__GOALS__:
a. In the lifestyle audit article, which employees does the audit target?
b. Reproduce a section of the lifestyle audit article word for word, beginning at the words "Ethics and Anti-Corruption" and stopping after "become millionaires overnight.".
SUPPLIED PASSAGE start
Panic among staff as EACC starts lifestyle audit in Siaya, Kisumu and Vihiga

EACC officials in Siaya

Ethics and Anti-Corruption Commission (EACC) officials during the rollout of asset recovery in Siaya County after completion of investigations into misappropriation of funds to the tune of billions of shillings. 

Photo credit: Kassim Adinasi | Nation Media Group

The anti-corruption watchdog is starting a lifestyle audit on county and national government officials in Kisumu, Siaya and Vihiga counties.

The target is employees living beyond their known means of income.

The move comes at a time several county officials in Siaya are on the spot over loss of billions of shillings in the past few years.

Some of the officials being investigated are county executive members, chief officers, county directors and senior officers working in government parastatals who have become millionaires overnight.
SUPPLIED PASSAGE end
PROVIDED DATA start
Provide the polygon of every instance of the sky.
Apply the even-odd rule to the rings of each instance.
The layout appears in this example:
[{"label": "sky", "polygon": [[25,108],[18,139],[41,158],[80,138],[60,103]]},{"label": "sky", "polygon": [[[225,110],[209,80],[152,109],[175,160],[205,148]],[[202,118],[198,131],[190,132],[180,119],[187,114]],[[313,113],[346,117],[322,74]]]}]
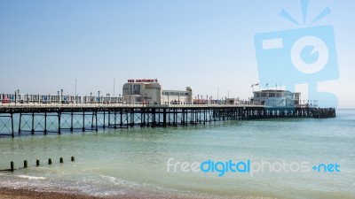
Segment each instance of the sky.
PROVIDED DATA end
__ANSWERS__:
a. Employees living beyond their known means of income.

b.
Ethics and Anti-Corruption Commission (EACC) officials during the rollout of asset recovery in Siaya County after completion of investigations into misappropriation of funds to the tune of billions of shillings. 

Photo credit: Kassim Adinasi | Nation Media Group

The anti-corruption watchdog is starting a lifestyle audit on county and national government officials in Kisumu, Siaya and Vihiga counties.

The target is employees living beyond their known means of income.

The move comes at a time several county officials in Siaya are on the spot over loss of billions of shillings in the past few years.

Some of the officials being investigated are county executive members, chief officers, county directors and senior officers working in government parastatals who have become millionaires overnight.